WHAT THIS TASK INVOLVES –
Reproduce the listing below verbatim.

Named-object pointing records
************

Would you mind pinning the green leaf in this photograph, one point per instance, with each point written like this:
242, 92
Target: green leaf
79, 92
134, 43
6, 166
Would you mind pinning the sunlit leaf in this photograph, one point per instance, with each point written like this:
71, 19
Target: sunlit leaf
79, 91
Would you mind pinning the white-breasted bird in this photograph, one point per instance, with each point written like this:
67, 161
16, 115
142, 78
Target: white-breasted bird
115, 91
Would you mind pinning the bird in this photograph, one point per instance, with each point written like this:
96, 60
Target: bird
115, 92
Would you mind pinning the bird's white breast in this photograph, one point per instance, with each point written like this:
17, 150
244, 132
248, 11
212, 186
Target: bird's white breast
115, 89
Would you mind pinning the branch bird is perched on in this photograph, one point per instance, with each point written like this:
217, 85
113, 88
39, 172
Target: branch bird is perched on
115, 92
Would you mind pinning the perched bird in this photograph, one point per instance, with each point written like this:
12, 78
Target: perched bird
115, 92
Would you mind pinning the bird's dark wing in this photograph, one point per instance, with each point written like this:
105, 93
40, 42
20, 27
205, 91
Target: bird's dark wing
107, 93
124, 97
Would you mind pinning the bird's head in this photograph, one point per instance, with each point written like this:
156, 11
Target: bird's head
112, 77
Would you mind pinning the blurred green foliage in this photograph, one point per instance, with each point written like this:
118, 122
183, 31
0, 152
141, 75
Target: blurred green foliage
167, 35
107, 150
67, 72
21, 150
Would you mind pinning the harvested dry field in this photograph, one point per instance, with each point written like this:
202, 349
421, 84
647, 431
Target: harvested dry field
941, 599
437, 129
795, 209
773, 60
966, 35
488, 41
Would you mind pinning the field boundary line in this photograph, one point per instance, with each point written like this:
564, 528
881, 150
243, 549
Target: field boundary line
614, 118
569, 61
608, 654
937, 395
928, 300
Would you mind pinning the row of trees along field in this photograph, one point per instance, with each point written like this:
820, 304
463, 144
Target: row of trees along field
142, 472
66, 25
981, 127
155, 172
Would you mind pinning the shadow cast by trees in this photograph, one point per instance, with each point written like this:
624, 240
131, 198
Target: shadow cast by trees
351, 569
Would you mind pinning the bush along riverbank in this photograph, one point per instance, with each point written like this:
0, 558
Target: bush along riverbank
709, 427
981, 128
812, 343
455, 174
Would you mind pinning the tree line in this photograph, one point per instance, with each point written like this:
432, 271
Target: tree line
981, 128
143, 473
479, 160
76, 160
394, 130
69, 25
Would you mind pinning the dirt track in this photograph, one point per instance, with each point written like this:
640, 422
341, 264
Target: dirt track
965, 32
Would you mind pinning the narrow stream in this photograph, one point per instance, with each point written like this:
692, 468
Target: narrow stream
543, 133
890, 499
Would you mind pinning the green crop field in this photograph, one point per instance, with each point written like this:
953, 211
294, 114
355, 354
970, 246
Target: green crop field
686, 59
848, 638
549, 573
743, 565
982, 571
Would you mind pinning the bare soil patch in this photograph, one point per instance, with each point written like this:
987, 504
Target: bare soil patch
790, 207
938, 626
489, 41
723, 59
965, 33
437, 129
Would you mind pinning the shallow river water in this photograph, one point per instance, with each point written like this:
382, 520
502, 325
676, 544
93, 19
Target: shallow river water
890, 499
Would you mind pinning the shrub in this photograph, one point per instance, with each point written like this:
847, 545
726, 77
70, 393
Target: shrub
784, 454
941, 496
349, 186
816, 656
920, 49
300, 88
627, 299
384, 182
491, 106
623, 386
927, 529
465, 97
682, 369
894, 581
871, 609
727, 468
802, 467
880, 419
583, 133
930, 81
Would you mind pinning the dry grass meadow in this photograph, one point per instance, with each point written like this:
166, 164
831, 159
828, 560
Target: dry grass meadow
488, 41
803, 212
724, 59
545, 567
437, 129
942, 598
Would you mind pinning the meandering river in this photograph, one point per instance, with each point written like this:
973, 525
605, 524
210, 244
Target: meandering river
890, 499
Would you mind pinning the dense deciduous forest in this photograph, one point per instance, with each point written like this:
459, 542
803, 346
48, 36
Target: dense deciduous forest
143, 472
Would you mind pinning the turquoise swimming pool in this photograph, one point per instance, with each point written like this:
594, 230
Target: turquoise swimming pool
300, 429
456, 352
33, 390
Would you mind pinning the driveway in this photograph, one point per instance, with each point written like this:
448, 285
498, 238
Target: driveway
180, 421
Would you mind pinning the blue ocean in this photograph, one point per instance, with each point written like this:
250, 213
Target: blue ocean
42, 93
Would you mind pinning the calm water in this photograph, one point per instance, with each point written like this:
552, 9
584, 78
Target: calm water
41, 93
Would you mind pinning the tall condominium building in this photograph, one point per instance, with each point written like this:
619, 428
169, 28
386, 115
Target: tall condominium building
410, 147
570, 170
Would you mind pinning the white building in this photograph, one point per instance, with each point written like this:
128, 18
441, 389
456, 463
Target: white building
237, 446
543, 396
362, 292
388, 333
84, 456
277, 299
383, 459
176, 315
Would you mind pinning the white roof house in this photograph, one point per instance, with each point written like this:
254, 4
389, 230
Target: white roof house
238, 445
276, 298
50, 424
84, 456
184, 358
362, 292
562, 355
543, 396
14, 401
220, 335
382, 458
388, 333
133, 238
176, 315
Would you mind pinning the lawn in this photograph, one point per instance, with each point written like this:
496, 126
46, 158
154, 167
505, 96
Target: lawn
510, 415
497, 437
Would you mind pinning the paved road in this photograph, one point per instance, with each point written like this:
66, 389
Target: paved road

************

EXPECTED ANSWER –
Would you mind pinning the green leaf in this photograph, one point per instance, with each point written like this:
242, 92
Target: green leaf
79, 92
134, 43
6, 166
Would you mind pinning the sunlit leaf in this photograph, one point per instance, with each point written like this:
71, 19
Target: sunlit leaf
79, 91
Would you mind pinning the white-breasted bird in this photograph, one point per instance, with each point written like this:
67, 161
16, 115
142, 78
Target: white-breasted bird
115, 91
Would you mind pinning the bird in this photograph, one point per instance, with each point written like this:
96, 60
Target: bird
115, 92
Would you mind pinning the bird's white breast in this photograph, one point per instance, with each point written like this:
17, 150
244, 132
248, 11
212, 186
Target: bird's white breast
115, 89
Would you mind pinning the branch bird is perched on in this photograph, one point per instance, with each point written like this:
217, 85
113, 88
39, 172
Target: branch bird is perched on
115, 92
Would you mind pinning the perched bird in this photograph, one point per instance, with each point written like this:
12, 78
Target: perched bird
115, 92
Would you mind pinning the bird's dark wing in this photograph, one point per instance, with each point written like this:
105, 93
40, 42
20, 27
205, 91
Target: bird's dark wing
107, 93
124, 97
Would you mind pinning the bird's head in this photograph, one point per instance, with each point written like this:
156, 11
Target: bird's head
112, 77
Would you mind pinning the blurred green foliage in this photograph, one point per instance, with each point written like this:
118, 122
183, 31
0, 152
141, 75
Target: blurred green foliage
167, 35
107, 150
67, 72
21, 150
Would you mind pinning the harvested dry field in this photograph, one point per instance, with each point written like this:
202, 349
421, 84
647, 431
Target: harvested dry field
941, 599
437, 129
795, 209
773, 60
966, 35
488, 41
Would you mind pinning the field boundary line in this photograph, one point per instance, with each point written like this:
564, 528
881, 150
243, 549
Target: field boundary line
614, 118
569, 61
608, 654
937, 395
928, 300
Would you mind pinning the row of trees along field in this photograph, one point per instance, with each point written like this:
820, 304
463, 144
Target: row of trees along field
142, 472
66, 25
981, 127
155, 172
Would you mind pinning the shadow cast by trees in this photograph, one point per instance, with each point written like this:
624, 240
131, 198
Target: shadow cast by trees
351, 569
Would you mind pinning the bush along riverbank in this photograph, one point per instance, with each point written like this:
0, 558
Target: bush along riverbank
709, 427
981, 128
812, 343
455, 174
Would you mind pinning the tree line in this photograph, one point per instance, with each point written like this:
432, 271
Target: tree line
981, 128
143, 473
479, 160
76, 160
394, 130
69, 25
Would you mind pinning the dirt track in this photograph, one point per instance, with each point written like this:
640, 422
341, 264
Target: dirt track
965, 32
Would you mind pinning the narrow stream in this photograph, one point per instance, with each point written like this:
692, 468
Target: narrow stream
543, 133
890, 499
Would you mind pinning the green crop field in this photograph, one point per instance, with each point written like this:
953, 211
294, 114
355, 354
970, 246
Target: green crop field
686, 59
848, 638
549, 573
743, 565
982, 571
Would you mind pinning the bare soil patch in this photograph, one point per instance, with each point written like this:
987, 504
Target: bare soil patch
790, 207
938, 626
489, 41
723, 59
965, 33
437, 129
Would you mind pinning the shallow river water in this photograph, one point per instance, with each point written like this:
382, 520
502, 325
676, 544
93, 19
Target: shallow river water
890, 499
Would you mind pinning the shrub in this photograph, one point per instance, with each point written like this:
847, 545
726, 77
70, 393
Target: shrub
784, 454
941, 496
349, 186
816, 656
920, 49
300, 88
627, 299
384, 182
491, 106
623, 386
927, 529
465, 97
682, 369
894, 581
871, 609
727, 468
802, 467
880, 419
583, 133
930, 81
Would you mind pinning the dry grass meadow in this photograph, one point per instance, with each point written like this:
166, 164
831, 159
828, 560
Target: dry grass meadow
488, 41
803, 212
724, 59
545, 567
437, 129
942, 598
Would you mind pinning the meandering river in this photograph, one point per instance, with each point written like this:
973, 525
605, 524
210, 244
Target: meandering river
890, 499
Would you mind pinning the dense deciduous forest in this photograph, one point per instance, with each point written like this:
459, 542
803, 346
48, 36
Target: dense deciduous forest
143, 472
Would you mind pinning the turquoise swimming pool in this photograph, one point per instance, with each point written like this:
594, 230
Target: turquoise swimming pool
300, 429
456, 352
33, 390
Would you mind pinning the driveway in this photograph, one point per instance, with each point written like this:
448, 285
498, 238
Target: driveway
180, 421
Would you mind pinning the blue ocean in this photograph, one point per instance, with each point written like this:
250, 213
Target: blue ocean
42, 93
Would you mind pinning the calm water in this photograph, one point per instance, with each point written like this:
552, 9
584, 78
Target: calm water
41, 93
Would you mind pinning the tall condominium building in this photograph, one point per instance, with each point written like this:
619, 428
169, 28
386, 115
Target: tall condominium building
410, 147
570, 170
Would you mind pinning the white building in this photograph, one point per instance, with each point written like this:
128, 18
441, 389
456, 463
Target: white building
237, 446
543, 396
362, 292
388, 333
84, 456
277, 299
383, 459
176, 315
Would you mind pinning the white roof house in this photograph, one point per instance, with each point written like this:
254, 4
389, 230
Target: white roof house
238, 445
276, 298
50, 424
84, 456
184, 358
362, 292
562, 355
543, 396
14, 401
220, 335
382, 458
388, 333
133, 238
176, 315
Would you mind pinning the lawn in this photograph, one point per instance, with each point written like this:
496, 126
46, 158
154, 167
505, 96
Target: lawn
510, 415
497, 437
Would you mind pinning the paved road in this photograph, one point per instance, with each point written like this:
66, 389
Target: paved road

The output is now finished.